Given task:
Please put the data below into a numbered list, leaving out any blank lines.

Task inputs:
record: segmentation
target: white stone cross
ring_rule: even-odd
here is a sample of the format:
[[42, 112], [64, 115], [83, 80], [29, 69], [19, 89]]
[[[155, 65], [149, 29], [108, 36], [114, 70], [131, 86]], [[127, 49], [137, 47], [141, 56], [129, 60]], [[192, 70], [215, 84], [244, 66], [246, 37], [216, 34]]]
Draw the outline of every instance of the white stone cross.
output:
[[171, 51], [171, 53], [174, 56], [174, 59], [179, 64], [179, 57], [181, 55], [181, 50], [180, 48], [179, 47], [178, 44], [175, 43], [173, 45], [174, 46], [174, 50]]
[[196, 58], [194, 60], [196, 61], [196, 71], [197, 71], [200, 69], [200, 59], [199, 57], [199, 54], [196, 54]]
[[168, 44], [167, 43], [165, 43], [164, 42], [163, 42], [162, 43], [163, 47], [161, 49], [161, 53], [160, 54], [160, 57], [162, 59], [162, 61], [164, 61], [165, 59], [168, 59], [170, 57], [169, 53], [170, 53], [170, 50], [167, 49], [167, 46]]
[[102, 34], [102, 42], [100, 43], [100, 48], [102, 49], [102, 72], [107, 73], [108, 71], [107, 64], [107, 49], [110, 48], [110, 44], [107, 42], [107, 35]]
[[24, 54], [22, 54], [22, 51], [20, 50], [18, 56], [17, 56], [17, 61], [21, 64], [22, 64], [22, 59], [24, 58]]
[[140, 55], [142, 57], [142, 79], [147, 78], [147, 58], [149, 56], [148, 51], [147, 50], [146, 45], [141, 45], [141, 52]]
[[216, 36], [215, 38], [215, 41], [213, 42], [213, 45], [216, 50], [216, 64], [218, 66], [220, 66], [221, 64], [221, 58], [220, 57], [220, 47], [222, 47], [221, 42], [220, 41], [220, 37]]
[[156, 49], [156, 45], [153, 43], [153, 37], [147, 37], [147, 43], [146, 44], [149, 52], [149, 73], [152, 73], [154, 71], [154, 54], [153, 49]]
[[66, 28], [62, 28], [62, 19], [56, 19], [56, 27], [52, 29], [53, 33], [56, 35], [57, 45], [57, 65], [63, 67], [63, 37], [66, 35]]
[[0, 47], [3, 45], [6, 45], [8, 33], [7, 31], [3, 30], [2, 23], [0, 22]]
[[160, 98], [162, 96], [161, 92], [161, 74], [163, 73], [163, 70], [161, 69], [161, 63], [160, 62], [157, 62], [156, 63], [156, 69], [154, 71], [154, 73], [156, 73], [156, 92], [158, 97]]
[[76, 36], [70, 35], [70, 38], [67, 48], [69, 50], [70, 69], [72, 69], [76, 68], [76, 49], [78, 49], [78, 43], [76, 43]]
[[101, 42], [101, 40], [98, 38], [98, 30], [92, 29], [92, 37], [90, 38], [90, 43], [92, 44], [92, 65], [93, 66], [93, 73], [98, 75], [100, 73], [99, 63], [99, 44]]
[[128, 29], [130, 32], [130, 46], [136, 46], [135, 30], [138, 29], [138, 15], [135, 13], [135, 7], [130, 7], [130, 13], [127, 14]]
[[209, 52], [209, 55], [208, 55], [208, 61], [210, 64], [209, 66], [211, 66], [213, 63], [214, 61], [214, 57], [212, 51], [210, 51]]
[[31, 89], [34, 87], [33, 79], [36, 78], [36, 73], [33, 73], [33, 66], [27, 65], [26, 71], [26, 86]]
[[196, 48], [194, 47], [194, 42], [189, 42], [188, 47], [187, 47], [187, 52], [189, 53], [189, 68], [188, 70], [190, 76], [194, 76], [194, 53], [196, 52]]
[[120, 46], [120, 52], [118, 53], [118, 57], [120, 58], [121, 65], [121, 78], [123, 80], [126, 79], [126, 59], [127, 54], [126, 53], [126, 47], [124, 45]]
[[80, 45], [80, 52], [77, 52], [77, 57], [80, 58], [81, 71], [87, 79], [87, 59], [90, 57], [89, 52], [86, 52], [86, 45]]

The output:
1. record: segmentation
2. target: white stone cross
3. ring_rule: even-odd
4. here is a sample of the format:
5. [[42, 112], [64, 115], [83, 80], [29, 69], [19, 89]]
6. [[[155, 65], [149, 29], [108, 36], [114, 70], [131, 86]], [[127, 49], [137, 47], [141, 56], [129, 60]], [[192, 70], [215, 84], [244, 66], [246, 37], [216, 34]]]
7. Draw the outline of every instance of the white stone cross.
8. output:
9. [[171, 51], [171, 53], [174, 56], [174, 59], [179, 64], [179, 57], [181, 55], [181, 50], [180, 48], [179, 47], [178, 44], [175, 43], [173, 45], [174, 46], [174, 50]]
10. [[196, 58], [194, 60], [196, 61], [196, 71], [197, 71], [200, 69], [200, 59], [199, 57], [199, 54], [196, 54]]
11. [[168, 44], [167, 43], [165, 43], [164, 42], [163, 42], [162, 43], [163, 47], [161, 49], [161, 53], [160, 54], [160, 57], [162, 59], [162, 61], [164, 61], [165, 59], [168, 59], [170, 57], [169, 53], [170, 53], [170, 50], [167, 49], [167, 46]]
12. [[102, 34], [102, 42], [100, 43], [100, 48], [102, 49], [102, 72], [107, 73], [108, 71], [107, 64], [107, 49], [110, 48], [110, 44], [107, 42], [107, 35]]
13. [[24, 54], [22, 54], [22, 51], [20, 50], [18, 56], [17, 56], [17, 61], [21, 64], [22, 64], [22, 59], [24, 58]]
14. [[140, 55], [142, 57], [142, 79], [147, 78], [147, 58], [149, 56], [148, 51], [147, 50], [146, 45], [141, 45], [141, 52]]
15. [[216, 36], [215, 38], [215, 41], [213, 42], [213, 45], [216, 50], [216, 64], [218, 66], [220, 66], [221, 64], [221, 58], [220, 57], [220, 47], [222, 47], [221, 42], [220, 41], [220, 37]]
16. [[156, 49], [156, 45], [153, 43], [153, 37], [147, 37], [147, 43], [146, 44], [149, 52], [149, 73], [152, 73], [154, 71], [154, 54], [153, 49]]
17. [[66, 28], [62, 28], [62, 19], [56, 19], [56, 27], [52, 29], [53, 33], [56, 35], [57, 45], [57, 65], [63, 67], [63, 37], [66, 35]]
18. [[0, 47], [3, 45], [6, 45], [8, 33], [7, 31], [3, 30], [2, 23], [0, 22]]
19. [[160, 98], [162, 96], [161, 92], [161, 74], [163, 73], [163, 70], [161, 69], [161, 63], [160, 62], [157, 62], [156, 63], [156, 69], [154, 71], [154, 73], [156, 73], [156, 92], [158, 97]]
20. [[76, 36], [70, 35], [70, 38], [67, 48], [69, 50], [70, 69], [72, 69], [76, 68], [76, 49], [78, 49], [78, 43], [76, 43]]
21. [[101, 42], [101, 40], [98, 38], [98, 30], [92, 29], [92, 37], [90, 38], [90, 43], [92, 44], [92, 65], [93, 66], [93, 73], [98, 75], [100, 73], [99, 63], [99, 44]]
22. [[128, 29], [130, 32], [130, 46], [136, 46], [135, 30], [138, 29], [138, 15], [135, 13], [135, 7], [130, 7], [130, 13], [127, 14]]
23. [[209, 52], [209, 55], [208, 55], [208, 61], [210, 64], [209, 66], [211, 66], [213, 63], [214, 61], [214, 57], [212, 51], [210, 51]]
24. [[31, 89], [34, 87], [33, 79], [36, 78], [36, 73], [33, 73], [33, 66], [27, 65], [26, 71], [26, 86]]
25. [[196, 48], [194, 47], [194, 42], [189, 42], [188, 47], [187, 47], [187, 52], [189, 53], [189, 68], [188, 70], [190, 76], [194, 76], [194, 53], [196, 52]]
26. [[120, 46], [120, 52], [118, 53], [118, 57], [120, 58], [121, 65], [121, 78], [123, 80], [126, 79], [126, 59], [127, 54], [126, 53], [126, 47], [124, 45]]
27. [[80, 45], [80, 52], [77, 52], [77, 57], [80, 58], [81, 71], [87, 79], [87, 59], [90, 57], [89, 52], [86, 52], [86, 45]]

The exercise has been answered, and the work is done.